> OBJETIVO: Copie todas as linhas dos dados abaixo, da que contém "Could you point out the panasonic" até o fim dos dados, e aumente em 97 cada número das coordenadas dadas como resposta.

> DADOS FORNECIDOS:
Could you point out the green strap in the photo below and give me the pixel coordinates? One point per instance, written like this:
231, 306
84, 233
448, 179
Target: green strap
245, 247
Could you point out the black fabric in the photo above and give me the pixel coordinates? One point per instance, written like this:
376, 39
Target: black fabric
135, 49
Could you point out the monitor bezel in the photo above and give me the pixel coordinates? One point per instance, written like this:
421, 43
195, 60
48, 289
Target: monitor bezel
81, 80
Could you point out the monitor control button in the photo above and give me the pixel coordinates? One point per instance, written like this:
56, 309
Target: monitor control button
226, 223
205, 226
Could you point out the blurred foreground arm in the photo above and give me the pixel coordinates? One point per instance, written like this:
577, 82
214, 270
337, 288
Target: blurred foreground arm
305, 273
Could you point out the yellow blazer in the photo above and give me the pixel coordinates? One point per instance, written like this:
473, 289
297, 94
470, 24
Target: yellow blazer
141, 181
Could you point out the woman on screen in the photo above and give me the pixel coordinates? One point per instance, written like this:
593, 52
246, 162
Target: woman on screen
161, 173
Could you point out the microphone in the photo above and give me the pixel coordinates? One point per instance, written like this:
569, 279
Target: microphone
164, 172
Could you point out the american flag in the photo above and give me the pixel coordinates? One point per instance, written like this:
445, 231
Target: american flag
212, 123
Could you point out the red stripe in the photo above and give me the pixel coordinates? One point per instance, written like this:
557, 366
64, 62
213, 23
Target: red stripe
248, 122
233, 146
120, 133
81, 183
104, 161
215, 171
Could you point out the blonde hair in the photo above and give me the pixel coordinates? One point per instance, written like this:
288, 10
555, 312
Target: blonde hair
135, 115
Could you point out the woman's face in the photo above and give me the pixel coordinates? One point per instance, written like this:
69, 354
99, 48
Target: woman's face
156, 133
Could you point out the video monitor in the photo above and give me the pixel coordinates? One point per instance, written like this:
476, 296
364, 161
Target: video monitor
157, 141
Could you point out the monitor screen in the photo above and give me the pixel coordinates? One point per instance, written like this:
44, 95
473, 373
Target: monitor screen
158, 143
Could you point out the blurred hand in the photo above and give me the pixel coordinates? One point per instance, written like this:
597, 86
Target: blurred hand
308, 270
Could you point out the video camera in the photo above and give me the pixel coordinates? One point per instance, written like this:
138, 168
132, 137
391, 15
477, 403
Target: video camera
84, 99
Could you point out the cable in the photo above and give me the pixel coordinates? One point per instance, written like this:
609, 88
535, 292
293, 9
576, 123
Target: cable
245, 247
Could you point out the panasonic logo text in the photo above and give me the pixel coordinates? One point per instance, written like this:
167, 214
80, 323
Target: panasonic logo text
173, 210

> RESPOSTA CORRETA:
Could you point out the panasonic logo text in the photo above and give me the pixel coordinates? One point per instance, written like this:
167, 214
80, 323
Target: panasonic logo text
270, 307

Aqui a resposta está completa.